**Selection:**
For more than 50 years, sports and gambling were inseparable spheres to Mr. Goldberg. A habitué of racetracks and casino sports books, he ghostwrote for the celebrated oddsmaker Jimmy Snyder, known as Jimmy the Greek, in the 1970s. He was an analyst for Miami Dolphins football games on radio, hosted sports talk shows on two Miami radio stations, and reported and anchored sports for a local TV station.

As a major sports figure in Miami, he counted the Dolphins’ former head coach Don Shula and former quarterback Bob Griese among the friends with whom he bet on horses at Gulfstream Park in Hallandale Beach, Fla. He imbibed the privileges of celebrity, including being treated like a king at the famous Joe’s Stone Crab restaurant in Miami Beach.

“I own this town,” he said while driving around Miami, captured in archival video that ESPN used in a tribute to him after his death.

Starting in the early 1990s, Mr. Goldberg found a broader audience as ESPN’s betting maven, dishing out his takes on favorites, underdogs and point spreads before Sunday’s N.F.L. games and the odds before Triple Crown and Breeders’ Cup horse races.

ESPN reported that Mr. Goldberg had a .500 record or better in 15 of the 17 seasons that he handicapped N.F.L. games for the network.

Mr. Goldberg’s outsize personality emerged most fully on radio, where he started in 1978, at WIOD-AM in Miami. He would argue with callers and sometimes hang up on them in disgust.

Joe Zagacki, one of Mr. Goldberg’s producers at WIOD, recalled in a phone interview an instance when Mr. Goldberg “had one of his volcanic explosions” with a caller. “And I said: ‘My goodness, you just hammered that guy. You’re ‘Hammering Hank Goldberg.’”

The nickname stuck. After he started at ESPN in 1993, Mr. Goldberg began banging a mallet on a studio desk to express his disagreement with a colleague or his disdain for a sports figure. He referred to himself as “Hammer.”

**Given entries:**
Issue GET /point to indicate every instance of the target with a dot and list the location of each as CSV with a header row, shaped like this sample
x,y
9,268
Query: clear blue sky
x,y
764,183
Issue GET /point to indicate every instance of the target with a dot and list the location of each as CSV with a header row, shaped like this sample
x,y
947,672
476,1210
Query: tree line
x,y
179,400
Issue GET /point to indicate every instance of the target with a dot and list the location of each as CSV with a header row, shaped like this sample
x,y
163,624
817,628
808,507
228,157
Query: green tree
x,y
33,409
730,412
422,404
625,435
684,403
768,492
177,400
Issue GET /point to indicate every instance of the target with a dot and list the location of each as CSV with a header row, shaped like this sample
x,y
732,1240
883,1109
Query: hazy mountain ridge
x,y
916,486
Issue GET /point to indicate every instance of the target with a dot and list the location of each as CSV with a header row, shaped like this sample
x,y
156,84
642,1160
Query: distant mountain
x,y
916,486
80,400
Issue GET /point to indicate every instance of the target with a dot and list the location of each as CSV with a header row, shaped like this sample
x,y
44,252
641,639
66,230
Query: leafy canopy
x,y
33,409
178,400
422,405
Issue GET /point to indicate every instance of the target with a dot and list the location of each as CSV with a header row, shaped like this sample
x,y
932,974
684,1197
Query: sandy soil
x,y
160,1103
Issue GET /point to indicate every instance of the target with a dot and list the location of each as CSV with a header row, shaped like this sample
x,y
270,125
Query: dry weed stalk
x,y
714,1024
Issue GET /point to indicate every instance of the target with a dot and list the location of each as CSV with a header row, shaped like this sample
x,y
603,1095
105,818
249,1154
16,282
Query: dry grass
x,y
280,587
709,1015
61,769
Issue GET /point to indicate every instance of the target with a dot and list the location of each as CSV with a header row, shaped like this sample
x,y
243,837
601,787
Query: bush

**Written task:**
Summarize the passage about Hank Goldberg in two sentences.

**Written response:**
Hank Goldberg, a major Miami sports figure who treated sports and gambling as inseparable for more than 50 years, ghostwrote for Jimmy the Greek, analyzed Dolphins games on radio, hosted sports talk shows, and worked in local TV before becoming ESPN's betting maven in the early 1990s. His combative radio style, which began at WIOD-AM in 1978, led producer Joe Zagacki to call him "Hammering Hank Goldberg," and at ESPN he banged a mallet on the studio desk and called himself "Hammer."